==== WORKING DATA ====
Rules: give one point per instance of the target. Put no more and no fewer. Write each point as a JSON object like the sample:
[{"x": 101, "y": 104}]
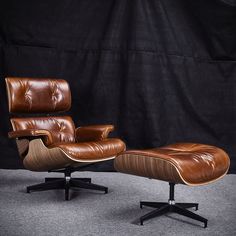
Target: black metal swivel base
[
  {"x": 171, "y": 206},
  {"x": 66, "y": 183}
]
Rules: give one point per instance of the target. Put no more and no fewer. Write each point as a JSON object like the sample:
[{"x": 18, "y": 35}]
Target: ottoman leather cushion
[{"x": 185, "y": 163}]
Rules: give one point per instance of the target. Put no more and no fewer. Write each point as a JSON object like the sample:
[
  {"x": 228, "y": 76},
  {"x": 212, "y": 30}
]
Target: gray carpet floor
[{"x": 116, "y": 213}]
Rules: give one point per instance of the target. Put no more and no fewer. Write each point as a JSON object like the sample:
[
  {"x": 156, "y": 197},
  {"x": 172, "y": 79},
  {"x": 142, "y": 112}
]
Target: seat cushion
[
  {"x": 186, "y": 163},
  {"x": 89, "y": 151}
]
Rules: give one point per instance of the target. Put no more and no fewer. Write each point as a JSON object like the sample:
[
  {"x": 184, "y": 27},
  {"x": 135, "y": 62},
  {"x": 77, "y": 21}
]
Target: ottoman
[{"x": 181, "y": 163}]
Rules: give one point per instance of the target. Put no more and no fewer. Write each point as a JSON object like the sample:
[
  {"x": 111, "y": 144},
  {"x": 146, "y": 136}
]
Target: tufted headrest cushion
[{"x": 38, "y": 95}]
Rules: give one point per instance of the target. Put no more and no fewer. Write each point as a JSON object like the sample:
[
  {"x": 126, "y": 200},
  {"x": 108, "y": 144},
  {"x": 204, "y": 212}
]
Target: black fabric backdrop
[{"x": 162, "y": 71}]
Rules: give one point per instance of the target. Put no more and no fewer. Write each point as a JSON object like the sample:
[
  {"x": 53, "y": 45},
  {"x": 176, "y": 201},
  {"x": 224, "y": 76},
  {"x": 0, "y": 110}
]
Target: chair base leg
[
  {"x": 66, "y": 183},
  {"x": 171, "y": 206},
  {"x": 82, "y": 179}
]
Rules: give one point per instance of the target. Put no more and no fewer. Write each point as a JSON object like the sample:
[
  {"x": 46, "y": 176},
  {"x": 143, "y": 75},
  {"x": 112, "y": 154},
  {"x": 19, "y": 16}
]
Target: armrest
[
  {"x": 28, "y": 133},
  {"x": 93, "y": 132}
]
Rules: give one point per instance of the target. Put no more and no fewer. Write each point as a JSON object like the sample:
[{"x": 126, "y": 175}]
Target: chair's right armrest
[{"x": 31, "y": 133}]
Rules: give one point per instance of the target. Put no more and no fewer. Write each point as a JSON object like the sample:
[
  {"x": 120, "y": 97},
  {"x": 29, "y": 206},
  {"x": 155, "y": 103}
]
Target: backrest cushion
[
  {"x": 62, "y": 128},
  {"x": 38, "y": 95}
]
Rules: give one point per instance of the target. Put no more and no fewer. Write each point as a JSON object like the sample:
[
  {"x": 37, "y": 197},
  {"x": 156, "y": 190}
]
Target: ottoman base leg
[{"x": 171, "y": 206}]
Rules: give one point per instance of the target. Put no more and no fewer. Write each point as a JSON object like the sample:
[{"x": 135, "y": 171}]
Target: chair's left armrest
[{"x": 93, "y": 132}]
====
### TASK TO COMPLETE
Retype each entry exactly as it appears, excluding any image.

### RESULT FOR THIS EXERCISE
Rules: give one point per instance of the target. Put no more and no fewer. Write each point as a JSON object like the sample:
[{"x": 101, "y": 104}]
Target: black metal swivel base
[
  {"x": 171, "y": 206},
  {"x": 66, "y": 183}
]
Rules: give one point per instance of the target. Put no more and no fewer. Write each point as a JSON object like the sample:
[{"x": 18, "y": 35}]
Target: ottoman leather cushion
[{"x": 185, "y": 163}]
Rules: give one point per instance of the target. Put no more and no fewer. Write each point as a JSON object like the sample:
[
  {"x": 228, "y": 76},
  {"x": 212, "y": 30}
]
Target: gray carpet floor
[{"x": 116, "y": 213}]
Rules: give one point per instance of the target. Put no more and no fewer. Write each point as a JSON object like the sample:
[
  {"x": 156, "y": 197},
  {"x": 172, "y": 79},
  {"x": 142, "y": 112}
]
Target: seat cushion
[
  {"x": 186, "y": 163},
  {"x": 89, "y": 151}
]
Rules: give one point per instance of the target. Put no more and no fewer. Write each point as a JSON object like the sample:
[
  {"x": 184, "y": 27},
  {"x": 135, "y": 62},
  {"x": 77, "y": 21}
]
Target: ottoman
[{"x": 181, "y": 163}]
Rules: give one point per instance of the target. Put no more and no fewer. Write each point as a JSON object like the sample:
[
  {"x": 111, "y": 144},
  {"x": 146, "y": 136}
]
Target: tufted headrest cushion
[{"x": 38, "y": 95}]
Rules: give one point per instance of the target. Put no more and no fewer. Write each point as a JSON object like the sample:
[
  {"x": 126, "y": 200},
  {"x": 108, "y": 144},
  {"x": 204, "y": 212}
]
Target: black fabric backdrop
[{"x": 162, "y": 71}]
Rules: give one point per instance of the target. Put no more and no fewer. Write each point as a JSON object like the sample:
[
  {"x": 53, "y": 45},
  {"x": 176, "y": 201},
  {"x": 224, "y": 76},
  {"x": 0, "y": 110}
]
Target: chair base leg
[
  {"x": 66, "y": 183},
  {"x": 171, "y": 206},
  {"x": 82, "y": 179}
]
Rules: give one point per instance of the target. Put no more and no fewer. Write each point as a JSON object like the sample:
[
  {"x": 46, "y": 176},
  {"x": 143, "y": 75},
  {"x": 112, "y": 154},
  {"x": 19, "y": 16}
]
Target: armrest
[
  {"x": 28, "y": 133},
  {"x": 93, "y": 132}
]
Rules: give one point per instance of the target. Put no more and no fewer. Write each point as a JSON object like the sample:
[{"x": 126, "y": 175}]
Target: chair's right armrest
[{"x": 31, "y": 133}]
Rules: give one point per instance of the target. Put no more and no fewer. Write each point as a JSON object like the sample:
[
  {"x": 120, "y": 97},
  {"x": 29, "y": 206},
  {"x": 155, "y": 103}
]
Target: backrest cushion
[
  {"x": 62, "y": 128},
  {"x": 38, "y": 95}
]
Rules: give one point per instance of the target. Put no more and no fewer. Write each point as a JSON object like the sample:
[
  {"x": 37, "y": 197},
  {"x": 156, "y": 190}
]
Target: ottoman base leg
[{"x": 171, "y": 206}]
Rules: give one point per instance of the target. Put no more and no fewer. Write each point as a JSON object like the sample:
[{"x": 135, "y": 171}]
Target: chair's left armrest
[{"x": 93, "y": 132}]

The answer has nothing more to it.